TASK INSTRUCTIONS
Copy each line from the data that has the word "below" in it.

(Dataset items)
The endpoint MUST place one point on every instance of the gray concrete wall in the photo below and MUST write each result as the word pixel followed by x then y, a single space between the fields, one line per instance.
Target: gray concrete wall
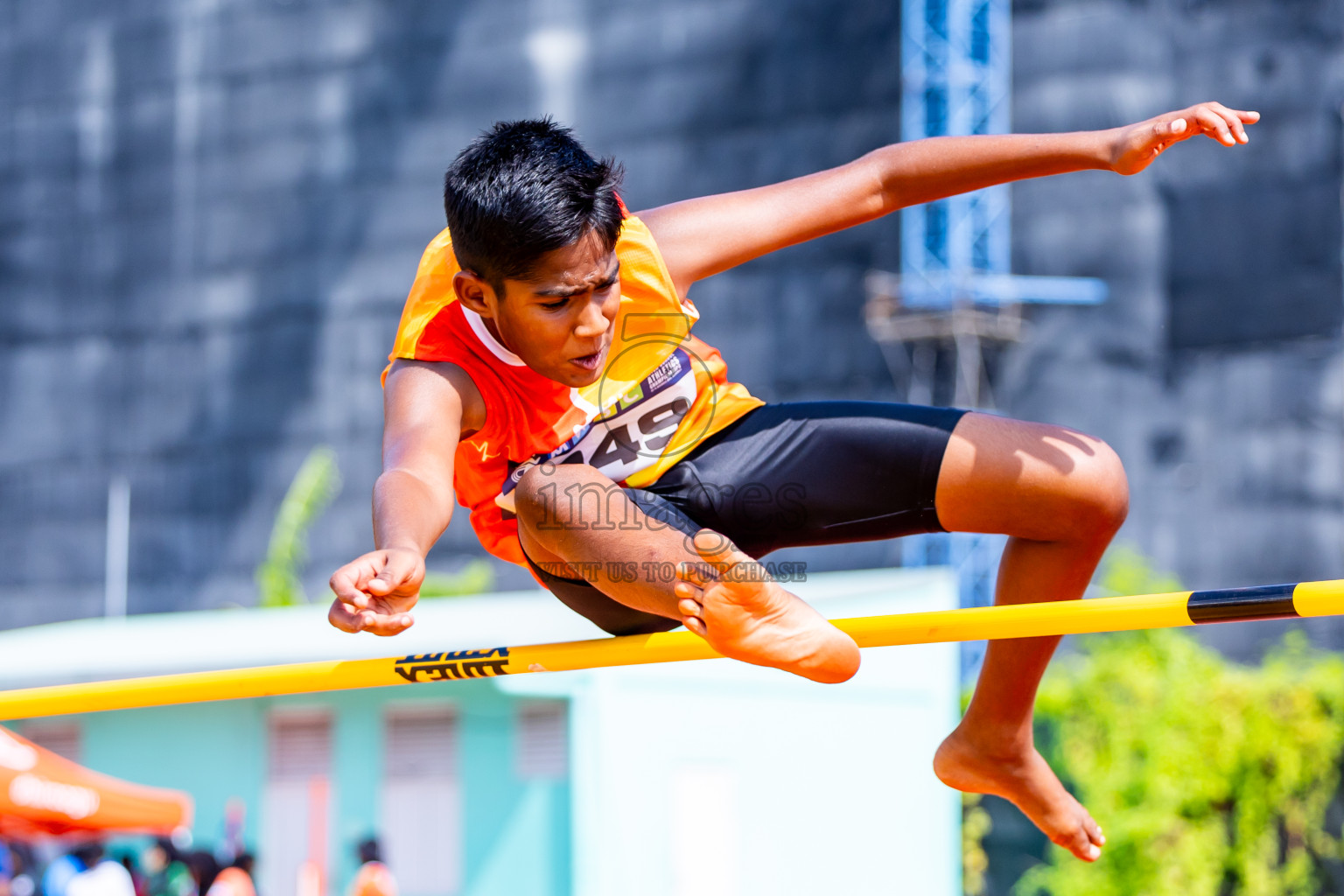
pixel 1215 368
pixel 211 210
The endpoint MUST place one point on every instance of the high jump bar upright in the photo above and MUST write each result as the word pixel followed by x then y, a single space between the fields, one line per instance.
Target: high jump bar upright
pixel 976 624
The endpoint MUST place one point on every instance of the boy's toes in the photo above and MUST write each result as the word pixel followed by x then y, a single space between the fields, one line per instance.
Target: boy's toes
pixel 1080 843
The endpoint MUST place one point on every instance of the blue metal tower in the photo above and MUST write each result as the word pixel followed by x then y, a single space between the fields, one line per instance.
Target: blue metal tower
pixel 956 290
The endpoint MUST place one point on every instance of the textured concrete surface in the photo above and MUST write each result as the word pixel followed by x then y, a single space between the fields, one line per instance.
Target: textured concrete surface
pixel 211 210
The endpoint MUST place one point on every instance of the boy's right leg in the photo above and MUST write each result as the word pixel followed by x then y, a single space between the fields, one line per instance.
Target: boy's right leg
pixel 577 522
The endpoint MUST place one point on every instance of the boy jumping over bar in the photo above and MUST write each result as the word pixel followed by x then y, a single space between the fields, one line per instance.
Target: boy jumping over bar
pixel 546 376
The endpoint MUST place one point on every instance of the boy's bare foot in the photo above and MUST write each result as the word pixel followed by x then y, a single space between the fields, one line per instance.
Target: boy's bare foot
pixel 1023 778
pixel 746 615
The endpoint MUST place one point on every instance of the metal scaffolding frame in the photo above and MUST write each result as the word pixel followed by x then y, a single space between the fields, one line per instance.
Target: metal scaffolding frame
pixel 955 294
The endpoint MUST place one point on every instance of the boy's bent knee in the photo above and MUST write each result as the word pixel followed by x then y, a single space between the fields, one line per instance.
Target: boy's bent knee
pixel 1101 496
pixel 573 494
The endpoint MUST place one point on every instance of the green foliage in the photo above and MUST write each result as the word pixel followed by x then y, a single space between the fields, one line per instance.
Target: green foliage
pixel 1210 778
pixel 975 826
pixel 313 488
pixel 476 577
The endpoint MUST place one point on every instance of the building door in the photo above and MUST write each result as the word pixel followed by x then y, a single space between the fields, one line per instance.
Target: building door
pixel 298 805
pixel 423 802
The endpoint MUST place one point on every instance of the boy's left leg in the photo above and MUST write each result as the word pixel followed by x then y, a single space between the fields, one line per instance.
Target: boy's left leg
pixel 1060 496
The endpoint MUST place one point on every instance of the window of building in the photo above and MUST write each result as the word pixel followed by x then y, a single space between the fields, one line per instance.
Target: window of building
pixel 423 801
pixel 298 803
pixel 60 738
pixel 543 740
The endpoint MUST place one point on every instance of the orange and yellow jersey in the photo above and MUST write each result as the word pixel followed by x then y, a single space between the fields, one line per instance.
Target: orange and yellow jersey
pixel 662 389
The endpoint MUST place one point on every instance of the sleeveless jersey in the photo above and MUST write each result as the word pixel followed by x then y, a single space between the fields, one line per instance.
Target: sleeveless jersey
pixel 662 389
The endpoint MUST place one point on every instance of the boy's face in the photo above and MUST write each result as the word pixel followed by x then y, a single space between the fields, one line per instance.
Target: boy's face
pixel 559 320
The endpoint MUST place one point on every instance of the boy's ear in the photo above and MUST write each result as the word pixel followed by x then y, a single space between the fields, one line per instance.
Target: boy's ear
pixel 473 291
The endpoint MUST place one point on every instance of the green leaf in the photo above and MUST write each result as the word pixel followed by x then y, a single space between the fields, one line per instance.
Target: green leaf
pixel 316 484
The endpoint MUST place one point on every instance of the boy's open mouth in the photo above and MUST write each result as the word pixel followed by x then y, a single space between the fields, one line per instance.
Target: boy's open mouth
pixel 589 361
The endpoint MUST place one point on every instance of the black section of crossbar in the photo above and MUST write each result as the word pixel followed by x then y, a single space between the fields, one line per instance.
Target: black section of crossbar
pixel 1236 605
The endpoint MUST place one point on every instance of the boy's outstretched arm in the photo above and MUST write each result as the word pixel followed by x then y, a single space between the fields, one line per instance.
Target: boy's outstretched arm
pixel 426 407
pixel 704 236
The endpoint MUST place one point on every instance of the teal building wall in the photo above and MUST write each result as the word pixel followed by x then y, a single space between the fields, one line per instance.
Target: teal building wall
pixel 516 832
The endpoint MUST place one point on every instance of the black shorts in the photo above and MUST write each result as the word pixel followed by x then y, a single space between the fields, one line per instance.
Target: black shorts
pixel 790 476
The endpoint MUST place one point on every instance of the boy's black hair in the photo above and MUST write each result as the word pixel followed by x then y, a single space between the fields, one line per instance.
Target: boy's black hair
pixel 524 188
pixel 368 850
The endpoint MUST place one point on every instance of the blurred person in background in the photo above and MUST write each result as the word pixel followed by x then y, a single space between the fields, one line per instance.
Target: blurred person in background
pixel 494 396
pixel 7 870
pixel 24 871
pixel 102 875
pixel 60 871
pixel 235 880
pixel 373 878
pixel 205 868
pixel 165 873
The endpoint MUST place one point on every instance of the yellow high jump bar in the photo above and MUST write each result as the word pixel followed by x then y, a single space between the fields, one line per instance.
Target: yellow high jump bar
pixel 976 624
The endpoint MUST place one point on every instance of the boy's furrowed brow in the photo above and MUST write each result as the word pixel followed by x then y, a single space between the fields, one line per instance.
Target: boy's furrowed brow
pixel 559 291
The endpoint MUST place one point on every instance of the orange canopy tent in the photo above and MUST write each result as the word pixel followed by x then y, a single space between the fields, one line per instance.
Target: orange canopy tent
pixel 42 793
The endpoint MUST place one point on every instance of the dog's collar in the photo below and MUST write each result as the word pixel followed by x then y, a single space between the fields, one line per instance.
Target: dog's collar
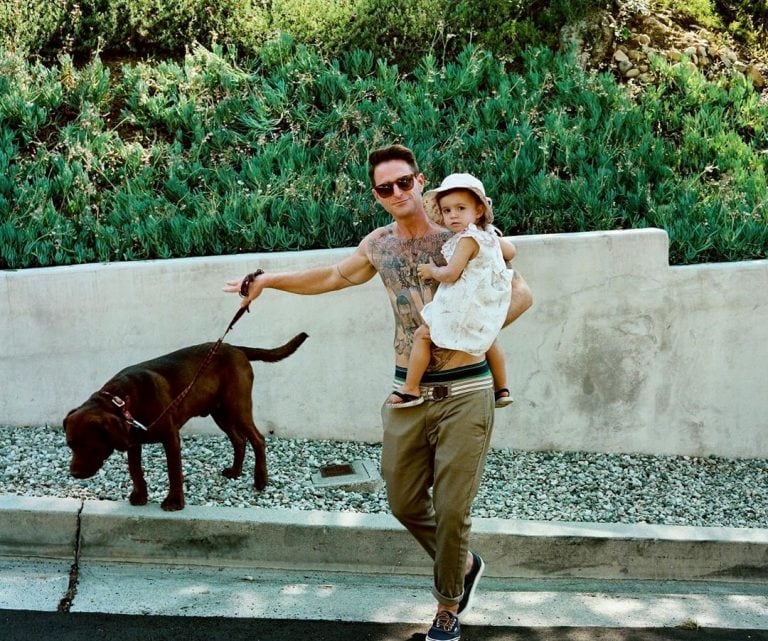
pixel 122 405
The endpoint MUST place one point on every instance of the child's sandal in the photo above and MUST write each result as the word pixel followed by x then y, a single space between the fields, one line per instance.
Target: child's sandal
pixel 408 400
pixel 503 397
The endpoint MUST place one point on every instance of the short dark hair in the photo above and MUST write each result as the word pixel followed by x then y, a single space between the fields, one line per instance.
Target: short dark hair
pixel 392 152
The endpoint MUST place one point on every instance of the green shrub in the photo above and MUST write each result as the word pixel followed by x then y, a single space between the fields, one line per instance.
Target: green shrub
pixel 219 154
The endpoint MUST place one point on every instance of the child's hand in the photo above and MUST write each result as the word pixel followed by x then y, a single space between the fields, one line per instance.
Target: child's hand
pixel 426 270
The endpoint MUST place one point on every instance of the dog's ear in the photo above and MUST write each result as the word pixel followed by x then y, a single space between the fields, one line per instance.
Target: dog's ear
pixel 118 431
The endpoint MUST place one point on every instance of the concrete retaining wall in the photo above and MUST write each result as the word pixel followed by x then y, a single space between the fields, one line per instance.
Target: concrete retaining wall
pixel 620 353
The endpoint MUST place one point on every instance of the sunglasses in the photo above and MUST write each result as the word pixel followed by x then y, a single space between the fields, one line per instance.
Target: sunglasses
pixel 404 183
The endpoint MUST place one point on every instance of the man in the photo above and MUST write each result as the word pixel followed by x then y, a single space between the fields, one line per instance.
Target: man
pixel 442 443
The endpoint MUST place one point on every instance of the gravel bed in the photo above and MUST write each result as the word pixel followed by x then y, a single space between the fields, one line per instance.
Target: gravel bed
pixel 546 486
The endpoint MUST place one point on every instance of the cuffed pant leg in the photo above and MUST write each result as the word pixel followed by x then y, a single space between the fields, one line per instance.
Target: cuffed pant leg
pixel 462 433
pixel 442 445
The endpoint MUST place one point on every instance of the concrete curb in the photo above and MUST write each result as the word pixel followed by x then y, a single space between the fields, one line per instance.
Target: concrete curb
pixel 371 543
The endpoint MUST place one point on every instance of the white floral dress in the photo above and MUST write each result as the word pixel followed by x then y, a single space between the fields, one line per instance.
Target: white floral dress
pixel 468 314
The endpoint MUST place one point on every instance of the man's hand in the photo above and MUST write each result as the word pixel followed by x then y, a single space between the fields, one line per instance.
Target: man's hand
pixel 426 271
pixel 249 287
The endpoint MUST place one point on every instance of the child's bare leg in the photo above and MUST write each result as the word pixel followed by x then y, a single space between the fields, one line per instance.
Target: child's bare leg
pixel 498 365
pixel 418 362
pixel 520 300
pixel 499 371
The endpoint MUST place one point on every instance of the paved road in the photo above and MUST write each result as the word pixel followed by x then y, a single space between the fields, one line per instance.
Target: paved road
pixel 27 625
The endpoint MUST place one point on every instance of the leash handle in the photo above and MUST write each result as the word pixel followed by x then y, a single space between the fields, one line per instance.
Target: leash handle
pixel 121 404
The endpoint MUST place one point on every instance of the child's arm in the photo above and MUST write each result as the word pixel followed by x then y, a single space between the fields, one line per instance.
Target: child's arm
pixel 508 250
pixel 466 250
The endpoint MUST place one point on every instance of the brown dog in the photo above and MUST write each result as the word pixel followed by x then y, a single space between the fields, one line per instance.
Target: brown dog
pixel 114 418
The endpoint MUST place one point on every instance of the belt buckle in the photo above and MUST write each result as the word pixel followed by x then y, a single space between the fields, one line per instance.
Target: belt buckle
pixel 439 392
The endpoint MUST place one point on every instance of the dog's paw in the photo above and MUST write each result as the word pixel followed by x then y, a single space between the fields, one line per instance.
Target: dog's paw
pixel 138 498
pixel 172 504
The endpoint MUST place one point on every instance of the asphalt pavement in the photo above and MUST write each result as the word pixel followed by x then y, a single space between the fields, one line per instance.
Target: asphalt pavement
pixel 106 570
pixel 20 625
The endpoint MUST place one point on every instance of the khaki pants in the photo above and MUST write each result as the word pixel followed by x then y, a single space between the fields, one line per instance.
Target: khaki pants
pixel 443 445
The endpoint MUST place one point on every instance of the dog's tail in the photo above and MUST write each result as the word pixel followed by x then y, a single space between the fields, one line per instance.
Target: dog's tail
pixel 276 353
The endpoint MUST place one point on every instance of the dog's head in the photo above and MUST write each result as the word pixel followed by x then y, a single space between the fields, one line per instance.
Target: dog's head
pixel 93 433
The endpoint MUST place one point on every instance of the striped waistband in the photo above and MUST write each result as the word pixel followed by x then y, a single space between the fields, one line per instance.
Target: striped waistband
pixel 451 382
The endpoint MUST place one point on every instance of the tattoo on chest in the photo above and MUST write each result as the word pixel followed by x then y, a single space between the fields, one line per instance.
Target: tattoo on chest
pixel 396 261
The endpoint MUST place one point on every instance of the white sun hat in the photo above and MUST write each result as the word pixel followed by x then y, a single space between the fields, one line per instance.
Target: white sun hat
pixel 458 181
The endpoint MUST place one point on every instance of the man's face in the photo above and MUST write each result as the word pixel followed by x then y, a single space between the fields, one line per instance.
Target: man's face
pixel 393 176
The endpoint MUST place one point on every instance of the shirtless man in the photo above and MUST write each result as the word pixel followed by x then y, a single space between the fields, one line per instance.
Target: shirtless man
pixel 442 443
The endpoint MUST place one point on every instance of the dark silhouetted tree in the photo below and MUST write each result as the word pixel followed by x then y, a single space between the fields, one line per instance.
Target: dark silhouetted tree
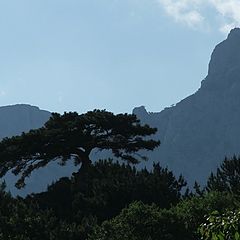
pixel 74 136
pixel 227 177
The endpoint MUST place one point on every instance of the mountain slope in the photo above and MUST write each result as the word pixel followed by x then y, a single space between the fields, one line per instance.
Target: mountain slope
pixel 19 118
pixel 202 129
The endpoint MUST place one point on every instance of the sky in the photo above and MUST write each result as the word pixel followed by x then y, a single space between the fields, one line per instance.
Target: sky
pixel 80 55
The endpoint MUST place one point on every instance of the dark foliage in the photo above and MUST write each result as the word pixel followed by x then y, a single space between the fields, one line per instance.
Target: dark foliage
pixel 142 222
pixel 108 187
pixel 227 177
pixel 73 135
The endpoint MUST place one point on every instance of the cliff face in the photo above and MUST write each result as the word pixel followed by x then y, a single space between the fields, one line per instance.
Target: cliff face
pixel 202 129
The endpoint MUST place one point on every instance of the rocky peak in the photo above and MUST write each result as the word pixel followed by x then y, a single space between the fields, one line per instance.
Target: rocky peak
pixel 224 65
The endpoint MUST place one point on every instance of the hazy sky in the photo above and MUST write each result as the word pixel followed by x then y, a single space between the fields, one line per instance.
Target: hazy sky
pixel 108 54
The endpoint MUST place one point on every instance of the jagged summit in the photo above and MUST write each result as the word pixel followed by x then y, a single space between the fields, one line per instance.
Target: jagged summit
pixel 225 59
pixel 203 128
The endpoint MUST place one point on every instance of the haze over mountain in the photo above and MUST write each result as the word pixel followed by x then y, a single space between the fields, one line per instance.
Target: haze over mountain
pixel 19 118
pixel 199 131
pixel 196 134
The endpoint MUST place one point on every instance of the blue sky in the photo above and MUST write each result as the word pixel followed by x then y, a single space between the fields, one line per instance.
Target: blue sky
pixel 77 55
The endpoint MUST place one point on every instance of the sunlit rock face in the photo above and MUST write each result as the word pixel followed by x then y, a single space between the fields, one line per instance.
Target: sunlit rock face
pixel 19 118
pixel 202 129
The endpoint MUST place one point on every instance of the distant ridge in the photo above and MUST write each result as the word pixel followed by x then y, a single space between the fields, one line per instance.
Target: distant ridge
pixel 203 128
pixel 18 118
pixel 14 120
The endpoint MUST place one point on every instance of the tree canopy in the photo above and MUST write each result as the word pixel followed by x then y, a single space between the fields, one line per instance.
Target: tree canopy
pixel 74 136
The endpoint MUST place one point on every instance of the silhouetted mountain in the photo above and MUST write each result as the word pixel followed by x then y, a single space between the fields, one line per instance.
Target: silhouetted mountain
pixel 202 129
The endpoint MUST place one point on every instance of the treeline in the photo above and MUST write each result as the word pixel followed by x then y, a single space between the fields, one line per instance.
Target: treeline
pixel 108 200
pixel 114 201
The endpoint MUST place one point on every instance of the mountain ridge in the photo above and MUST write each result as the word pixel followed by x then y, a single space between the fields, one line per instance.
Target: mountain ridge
pixel 199 131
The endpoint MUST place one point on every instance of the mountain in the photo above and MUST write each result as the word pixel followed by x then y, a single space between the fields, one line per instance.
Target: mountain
pixel 199 131
pixel 19 118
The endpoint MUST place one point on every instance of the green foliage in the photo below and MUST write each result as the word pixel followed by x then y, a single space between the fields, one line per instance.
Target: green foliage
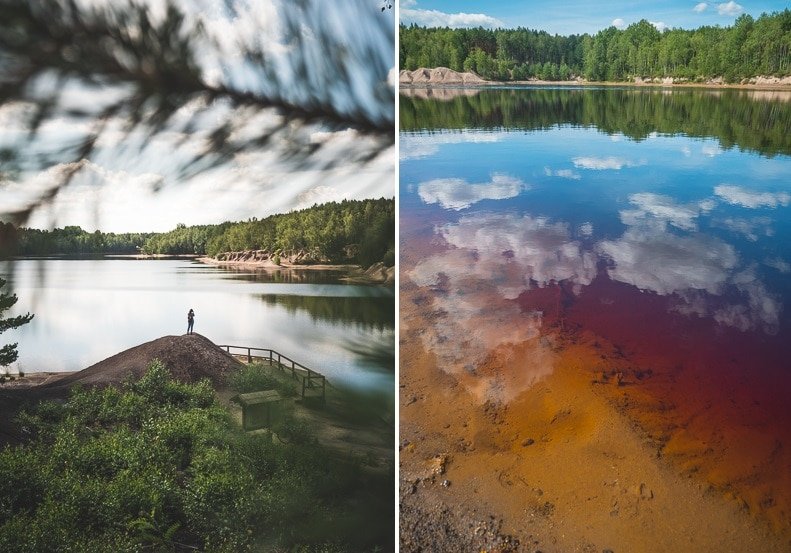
pixel 158 465
pixel 75 240
pixel 749 48
pixel 734 117
pixel 358 231
pixel 9 353
pixel 256 377
pixel 366 228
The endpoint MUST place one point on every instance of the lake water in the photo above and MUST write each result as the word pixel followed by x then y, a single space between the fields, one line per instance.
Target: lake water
pixel 656 221
pixel 89 309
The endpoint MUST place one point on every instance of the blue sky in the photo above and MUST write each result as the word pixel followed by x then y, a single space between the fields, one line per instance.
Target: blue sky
pixel 580 16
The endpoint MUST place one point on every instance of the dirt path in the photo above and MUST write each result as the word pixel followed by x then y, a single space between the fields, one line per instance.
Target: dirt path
pixel 559 468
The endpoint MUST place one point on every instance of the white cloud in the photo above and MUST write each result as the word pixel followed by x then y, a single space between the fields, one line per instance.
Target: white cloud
pixel 459 194
pixel 729 8
pixel 749 228
pixel 417 146
pixel 779 264
pixel 665 263
pixel 762 308
pixel 603 163
pixel 434 18
pixel 661 209
pixel 317 195
pixel 736 195
pixel 711 150
pixel 562 173
pixel 491 260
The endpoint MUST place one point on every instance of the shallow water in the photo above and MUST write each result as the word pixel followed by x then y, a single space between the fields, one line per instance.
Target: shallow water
pixel 657 223
pixel 88 309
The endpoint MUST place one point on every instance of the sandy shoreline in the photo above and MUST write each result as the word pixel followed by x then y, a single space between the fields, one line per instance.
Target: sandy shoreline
pixel 594 84
pixel 377 274
pixel 563 466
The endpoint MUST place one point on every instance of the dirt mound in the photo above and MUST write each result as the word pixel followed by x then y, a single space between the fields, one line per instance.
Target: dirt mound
pixel 190 358
pixel 438 75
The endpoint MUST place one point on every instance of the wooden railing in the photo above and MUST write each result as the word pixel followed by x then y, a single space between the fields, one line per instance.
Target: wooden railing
pixel 310 379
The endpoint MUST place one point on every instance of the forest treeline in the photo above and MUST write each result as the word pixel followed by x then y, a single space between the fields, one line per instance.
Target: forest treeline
pixel 749 48
pixel 358 231
pixel 737 118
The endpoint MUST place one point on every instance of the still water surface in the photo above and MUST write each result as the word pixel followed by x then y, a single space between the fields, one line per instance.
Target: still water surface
pixel 657 221
pixel 89 309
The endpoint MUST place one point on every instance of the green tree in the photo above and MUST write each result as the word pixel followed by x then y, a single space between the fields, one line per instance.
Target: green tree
pixel 8 353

WRITTEN RESPONSE
The endpoint MUST place one point on every instance of the gray concrete wall in the photo below and MUST write each result as the word pixel followed by x then y, a single space between the fields, one line per instance.
The endpoint MUST place one point on every instance of the dog's collar in the photo below and MUST write each result as the word pixel followed by x then y, a single space between the fields, one line per instance.
The endpoint MUST place one point on every instance of the dark silhouetted tree in the photo below and MUST write each result as the word pixel followed by x then y, a single space between the fields, one line per instance.
The endpoint MUST place one point on every instance of the green foliage in the photo below and MUST write each result as the word pixel followed by x then y, a single space between the fields, one line per instance.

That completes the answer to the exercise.